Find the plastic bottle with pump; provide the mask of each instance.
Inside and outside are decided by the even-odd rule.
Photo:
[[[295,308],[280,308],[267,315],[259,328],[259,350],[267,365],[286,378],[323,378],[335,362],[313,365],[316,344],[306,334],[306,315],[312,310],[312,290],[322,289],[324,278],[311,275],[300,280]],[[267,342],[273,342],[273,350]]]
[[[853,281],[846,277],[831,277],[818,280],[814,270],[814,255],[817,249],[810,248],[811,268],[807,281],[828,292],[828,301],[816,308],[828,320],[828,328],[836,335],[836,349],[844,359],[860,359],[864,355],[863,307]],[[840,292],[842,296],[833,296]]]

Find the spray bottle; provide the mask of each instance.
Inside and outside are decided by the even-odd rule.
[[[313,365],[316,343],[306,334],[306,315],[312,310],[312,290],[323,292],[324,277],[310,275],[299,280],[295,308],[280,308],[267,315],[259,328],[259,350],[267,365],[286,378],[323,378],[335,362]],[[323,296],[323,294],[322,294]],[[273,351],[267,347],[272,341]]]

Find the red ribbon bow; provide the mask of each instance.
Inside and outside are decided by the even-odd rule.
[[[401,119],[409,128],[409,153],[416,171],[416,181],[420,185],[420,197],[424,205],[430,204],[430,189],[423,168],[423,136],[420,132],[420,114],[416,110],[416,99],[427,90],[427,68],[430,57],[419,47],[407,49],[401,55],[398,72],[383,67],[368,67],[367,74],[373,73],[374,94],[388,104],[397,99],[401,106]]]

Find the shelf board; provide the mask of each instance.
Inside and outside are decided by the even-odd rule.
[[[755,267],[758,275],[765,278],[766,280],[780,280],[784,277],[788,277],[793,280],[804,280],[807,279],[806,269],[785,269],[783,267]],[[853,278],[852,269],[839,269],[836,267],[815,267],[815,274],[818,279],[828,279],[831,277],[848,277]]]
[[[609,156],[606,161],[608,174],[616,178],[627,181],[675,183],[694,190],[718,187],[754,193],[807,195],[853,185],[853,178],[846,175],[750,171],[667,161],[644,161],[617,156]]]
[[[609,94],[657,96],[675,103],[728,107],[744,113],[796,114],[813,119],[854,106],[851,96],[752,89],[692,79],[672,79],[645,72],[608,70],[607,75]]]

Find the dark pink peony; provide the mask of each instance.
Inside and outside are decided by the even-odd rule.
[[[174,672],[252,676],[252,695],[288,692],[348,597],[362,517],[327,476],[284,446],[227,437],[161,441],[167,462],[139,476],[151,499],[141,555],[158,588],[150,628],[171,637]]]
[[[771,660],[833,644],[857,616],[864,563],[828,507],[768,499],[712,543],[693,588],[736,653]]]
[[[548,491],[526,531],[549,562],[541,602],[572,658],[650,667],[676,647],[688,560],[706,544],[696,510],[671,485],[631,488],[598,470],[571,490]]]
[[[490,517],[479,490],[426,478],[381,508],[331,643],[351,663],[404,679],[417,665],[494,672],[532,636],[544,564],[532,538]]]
────
§ TASK TO CARRY OUT
Transcribe the material exactly as it reads.

§ WRITTEN REPLY
Find the plastic bottle with pump; provide the mask of each instance.
Inside and outside are decided by the even-odd rule.
Photo:
[[[295,308],[280,308],[267,315],[259,328],[259,350],[267,365],[286,378],[323,378],[335,362],[313,365],[316,344],[306,334],[306,315],[312,310],[312,290],[322,289],[324,278],[311,275],[300,280]],[[267,342],[273,342],[273,350]]]
[[[853,281],[846,277],[831,277],[818,280],[814,270],[814,255],[817,249],[810,248],[811,268],[807,281],[828,292],[828,301],[816,308],[828,320],[828,328],[836,335],[836,349],[844,359],[860,359],[864,355],[863,307]],[[840,292],[842,296],[833,296]]]

Find the spray bottle; provide the mask of each instance.
Inside and outside are decided by the even-odd rule.
[[[313,365],[316,343],[306,334],[306,315],[312,310],[312,290],[323,292],[324,277],[310,275],[299,280],[295,308],[280,308],[267,315],[259,328],[259,350],[267,365],[286,378],[323,378],[335,362]],[[323,296],[323,294],[322,294]],[[273,351],[267,347],[272,341]]]

Find the red ribbon bow; provide the mask of each instance.
Inside and outside are decided by the even-odd rule.
[[[401,119],[409,128],[409,153],[416,171],[416,181],[420,185],[420,197],[424,205],[430,204],[430,189],[423,168],[423,136],[420,132],[420,114],[416,110],[416,99],[427,90],[427,68],[430,57],[419,47],[407,49],[401,55],[398,72],[383,67],[368,67],[367,74],[373,73],[374,94],[388,104],[397,99],[401,106]]]

Find the shelf board; provide the mask of each instance.
Inside and outside are decided by the even-odd rule.
[[[755,267],[758,275],[765,278],[766,280],[780,280],[784,277],[788,277],[793,280],[804,280],[807,279],[806,269],[785,269],[783,267]],[[853,278],[852,269],[839,269],[836,267],[815,267],[815,274],[818,279],[828,279],[831,277],[848,277]]]
[[[609,156],[606,161],[608,174],[616,178],[627,181],[675,183],[694,190],[718,187],[754,193],[807,195],[853,185],[853,178],[846,175],[750,171],[667,161],[644,161],[617,156]]]
[[[609,94],[657,96],[675,103],[728,107],[744,113],[796,114],[813,119],[854,106],[851,96],[752,89],[692,79],[672,79],[645,72],[608,70],[607,75]]]

Find the dark pink peony; provide the mask of each instance.
Inside and outside are decided by the even-odd rule.
[[[174,672],[252,676],[252,695],[288,692],[348,597],[362,517],[327,476],[284,446],[227,437],[161,441],[167,462],[139,476],[151,499],[141,555],[158,588],[150,628],[171,637]]]
[[[771,660],[833,644],[857,616],[864,563],[828,507],[768,499],[712,543],[693,588],[736,653]]]
[[[548,491],[526,531],[549,562],[541,602],[572,658],[650,667],[676,647],[688,560],[706,544],[696,510],[671,485],[631,488],[598,470],[571,490]]]
[[[490,517],[479,490],[426,478],[381,508],[331,643],[351,663],[404,679],[417,665],[494,672],[532,636],[544,564],[532,538]]]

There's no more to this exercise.